AVAILABLE DATA:

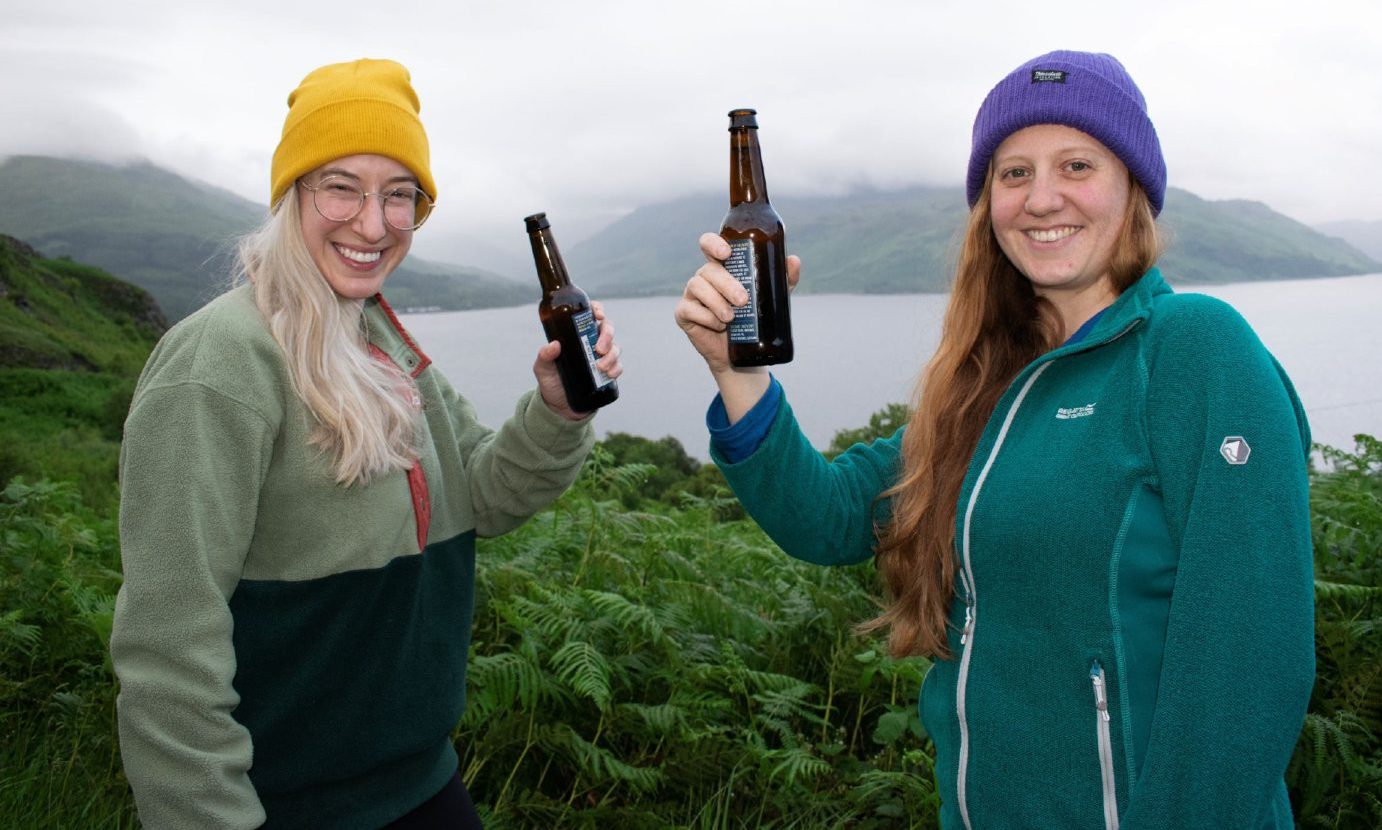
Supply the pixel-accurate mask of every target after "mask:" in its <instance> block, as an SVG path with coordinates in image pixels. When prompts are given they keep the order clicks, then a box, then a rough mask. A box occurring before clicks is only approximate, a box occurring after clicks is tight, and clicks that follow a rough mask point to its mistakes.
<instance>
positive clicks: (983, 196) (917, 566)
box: [862, 173, 1161, 657]
mask: <svg viewBox="0 0 1382 830" xmlns="http://www.w3.org/2000/svg"><path fill="white" fill-rule="evenodd" d="M990 177H992V173H990ZM990 184H991V182H990ZM990 184H985V186H984V189H983V192H981V193H980V197H978V202H977V203H976V204H974V207H973V210H970V214H969V224H967V226H966V229H965V238H963V242H962V244H960V249H959V261H958V262H956V268H955V283H954V286H952V289H951V300H949V305H948V308H947V311H945V320H944V323H943V327H941V341H940V345H938V347H937V349H936V355H934V356H933V358H931V359H930V362H929V363H927V365H926V367H925V369H923V370H922V377H920V380H919V381H918V385H916V396H915V400H914V414H912V420H911V423H909V424H908V427H907V432H905V434H904V436H902V471H901V476H900V478H898V481H897V483H896V485H894V486H893V488H891V489H889V490H887V492H884V493H883V494H882V497H883V499H891V507H893V511H891V521H890V522H889V523H887V526H886V528H882V529H880V530H879V544H878V557H876V562H878V569H879V575H880V577H882V581H883V587H884V590H886V592H887V598H889V604H887V606H886V608H884V610H883V613H882V615H879V616H878V617H875V619H873V620H869V621H867V623H864V624H862V628H864V630H876V628H884V627H886V628H887V630H889V650H890V652H891V653H893V655H894V656H905V655H929V656H934V657H949V646H948V638H947V620H948V612H949V605H951V601H952V599H954V597H955V565H956V554H955V515H956V510H958V503H959V492H960V486H962V485H963V481H965V474H966V471H967V470H969V464H970V457H972V456H973V453H974V447H976V446H978V438H980V435H981V434H983V431H984V425H985V424H987V423H988V418H990V416H991V414H992V413H994V407H995V406H998V399H999V398H1001V396H1002V395H1003V391H1005V389H1006V388H1007V385H1009V384H1010V383H1012V381H1013V378H1014V377H1017V373H1019V371H1021V369H1023V367H1024V366H1027V365H1028V363H1031V362H1032V360H1034V359H1036V358H1038V356H1041V355H1042V354H1045V352H1048V351H1050V349H1052V348H1054V347H1056V345H1059V344H1057V342H1056V340H1057V337H1060V326H1059V323H1057V322H1056V319H1054V315H1053V311H1052V309H1050V307H1049V304H1048V302H1046V301H1045V300H1042V298H1041V297H1038V296H1036V294H1035V293H1034V291H1032V286H1031V283H1030V282H1028V280H1027V278H1025V276H1023V273H1021V272H1020V271H1017V268H1016V267H1013V264H1012V261H1009V260H1007V257H1006V255H1005V254H1003V251H1002V249H999V247H998V240H996V239H995V236H994V226H992V218H991V211H990V207H991V206H990ZM1159 253H1161V247H1159V240H1158V238H1157V222H1155V217H1154V214H1153V211H1151V203H1150V202H1148V199H1147V193H1146V191H1143V188H1142V186H1140V185H1139V184H1137V182H1136V180H1133V181H1132V188H1130V193H1129V199H1128V210H1125V211H1124V226H1122V229H1121V232H1119V244H1118V247H1117V250H1115V251H1114V257H1113V261H1111V262H1110V272H1111V276H1113V283H1114V290H1115V291H1117V293H1119V294H1121V293H1122V291H1124V290H1125V289H1128V286H1130V284H1132V283H1135V282H1137V278H1140V276H1142V275H1143V273H1146V272H1147V269H1148V268H1151V267H1153V264H1154V262H1155V261H1157V257H1158V254H1159Z"/></svg>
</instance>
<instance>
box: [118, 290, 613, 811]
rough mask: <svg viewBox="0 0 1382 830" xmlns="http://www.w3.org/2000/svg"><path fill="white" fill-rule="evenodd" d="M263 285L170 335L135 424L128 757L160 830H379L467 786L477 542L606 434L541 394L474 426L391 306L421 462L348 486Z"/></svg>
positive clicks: (120, 656) (215, 307)
mask: <svg viewBox="0 0 1382 830" xmlns="http://www.w3.org/2000/svg"><path fill="white" fill-rule="evenodd" d="M252 290H253V289H252V287H250V286H242V287H239V289H235V290H232V291H229V293H227V294H224V296H221V297H220V298H217V300H214V301H211V302H210V304H207V305H206V307H205V308H202V309H200V311H198V312H196V313H193V315H191V316H189V318H187V319H185V320H182V322H181V323H178V325H177V326H174V327H173V330H170V331H169V333H167V334H166V336H164V337H163V340H162V341H160V342H159V345H158V347H156V348H155V351H153V355H152V356H151V358H149V362H148V365H146V366H145V369H144V373H142V376H141V377H140V383H138V387H137V388H135V394H134V400H133V405H131V409H130V416H129V420H127V421H126V428H124V443H123V447H122V457H120V483H122V500H120V548H122V550H120V555H122V562H123V569H124V583H123V587H122V588H120V592H119V597H117V599H116V609H115V630H113V633H112V638H111V656H112V659H113V666H115V671H116V674H117V677H119V679H120V695H119V700H117V713H119V731H120V754H122V758H123V761H124V769H126V773H127V776H129V779H130V784H131V787H133V790H134V797H135V802H137V807H138V811H140V819H141V820H142V822H144V824H145V826H146V827H173V829H178V830H187V829H196V827H257V826H260V824H263V826H265V827H380V826H383V824H386V823H388V822H391V820H392V819H397V818H398V816H401V815H404V813H406V812H408V811H410V809H412V808H415V807H417V805H419V804H422V802H423V801H426V800H427V798H428V797H431V795H433V794H434V793H435V791H438V790H439V789H441V787H442V784H445V783H446V780H448V779H449V778H451V776H452V775H453V773H455V771H456V753H455V750H453V749H452V744H451V737H449V736H451V731H452V728H453V726H455V725H456V721H457V720H459V718H460V714H462V710H463V708H464V692H466V656H467V650H468V645H470V628H471V615H473V608H474V565H475V562H474V550H475V547H474V543H475V536H477V534H480V536H493V534H499V533H503V532H506V530H509V529H511V528H514V526H517V525H518V523H520V522H522V521H524V519H525V518H527V517H528V515H531V514H533V512H535V511H538V510H539V508H542V507H543V505H546V504H547V503H550V501H551V500H554V499H556V497H557V496H558V494H560V493H561V492H562V490H564V489H565V488H567V486H568V485H569V483H571V482H572V479H574V478H575V476H576V472H578V471H579V467H580V463H582V461H583V459H585V456H586V453H587V452H589V449H590V445H591V442H593V434H591V427H590V424H589V423H579V424H578V423H571V421H567V420H564V418H562V417H560V416H557V414H556V413H553V412H551V410H550V409H549V407H547V406H546V405H545V403H543V402H542V399H540V398H539V396H538V395H536V394H533V392H529V394H528V395H525V396H524V398H522V399H520V402H518V406H517V410H515V413H514V416H513V417H511V418H510V420H509V421H507V423H504V424H503V427H502V428H500V430H499V431H492V430H488V428H485V427H482V425H481V424H480V423H478V421H477V420H475V413H474V410H473V409H471V406H470V405H468V403H467V402H466V400H464V399H463V398H462V396H459V395H457V394H456V392H455V391H453V389H452V388H451V385H449V384H448V383H446V380H445V378H444V377H442V376H441V373H439V371H438V370H437V369H434V367H431V366H430V362H428V359H427V356H426V355H423V354H422V352H420V351H419V349H417V348H416V345H415V344H413V342H412V340H410V338H409V337H408V334H406V333H405V331H404V330H402V327H401V326H399V325H398V320H397V319H395V318H394V315H392V312H391V311H390V309H388V307H387V305H386V304H384V302H383V300H381V298H379V297H376V298H373V300H369V301H366V305H365V318H366V323H368V330H369V338H370V344H372V345H373V347H375V349H377V351H375V354H376V356H380V358H386V359H391V360H392V362H394V363H395V365H398V366H399V367H402V369H405V370H406V371H408V373H409V374H412V377H413V380H415V384H416V391H417V394H419V396H420V403H422V413H423V417H422V434H420V442H419V449H417V456H419V463H417V465H416V468H415V470H413V471H412V472H404V471H398V472H394V474H390V475H386V476H381V478H379V479H376V481H373V482H372V483H369V485H368V486H361V485H355V486H350V488H344V486H339V485H336V483H334V476H333V470H332V464H330V459H328V457H323V456H322V454H321V453H319V452H318V450H316V449H315V447H312V446H310V445H308V441H307V439H308V432H310V428H311V423H312V420H311V414H310V413H308V412H307V409H305V406H304V405H303V402H301V399H300V398H299V396H297V395H296V394H294V392H293V388H292V384H290V381H289V374H287V367H286V365H285V360H283V354H282V351H281V349H279V347H278V344H276V342H275V341H274V338H272V337H271V334H269V331H268V329H267V326H265V323H264V319H263V316H261V315H260V312H258V309H257V308H256V305H254V300H253V293H252Z"/></svg>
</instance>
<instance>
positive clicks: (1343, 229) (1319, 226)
mask: <svg viewBox="0 0 1382 830" xmlns="http://www.w3.org/2000/svg"><path fill="white" fill-rule="evenodd" d="M1314 229H1316V231H1318V232H1320V233H1324V235H1327V236H1335V238H1338V239H1342V240H1345V242H1347V243H1349V244H1352V246H1353V247H1356V249H1359V250H1360V251H1363V253H1364V254H1367V255H1370V257H1372V258H1374V260H1379V261H1382V220H1379V221H1372V222H1364V221H1357V220H1352V221H1350V220H1346V221H1342V222H1324V224H1323V225H1316V226H1314Z"/></svg>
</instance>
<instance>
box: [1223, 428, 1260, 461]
mask: <svg viewBox="0 0 1382 830" xmlns="http://www.w3.org/2000/svg"><path fill="white" fill-rule="evenodd" d="M1219 454H1220V456H1223V460H1224V461H1227V463H1230V464H1247V463H1248V456H1251V454H1252V447H1251V446H1248V439H1245V438H1244V436H1241V435H1230V436H1227V438H1224V439H1223V443H1220V445H1219Z"/></svg>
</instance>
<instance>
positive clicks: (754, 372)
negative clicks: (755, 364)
mask: <svg viewBox="0 0 1382 830" xmlns="http://www.w3.org/2000/svg"><path fill="white" fill-rule="evenodd" d="M710 374H712V377H714V385H716V387H719V389H720V398H721V399H723V400H724V412H726V414H727V416H728V418H730V423H731V424H734V423H737V421H738V420H739V418H742V417H744V416H745V413H748V412H749V410H750V409H753V405H755V403H757V402H759V399H760V398H763V392H766V391H767V389H768V384H770V383H771V376H770V374H768V370H767V367H766V366H753V367H749V369H735V367H732V366H730V367H726V369H724V370H721V371H712V373H710Z"/></svg>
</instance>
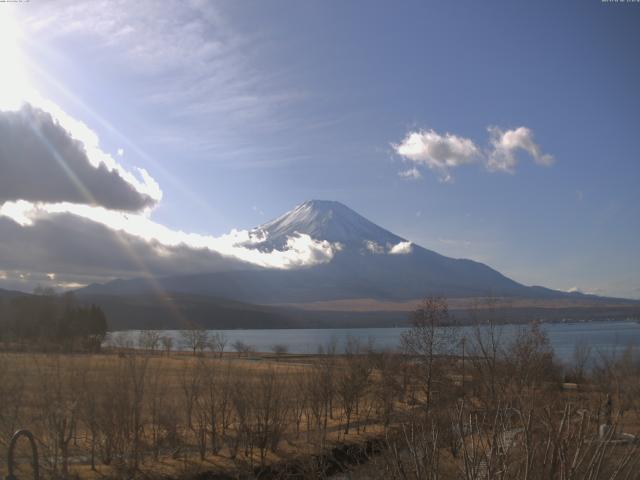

TO DO: Go through the lines above and count those with the string "positive". Reply with the count and nothing more.

ANSWER TO THIS PROBLEM: 4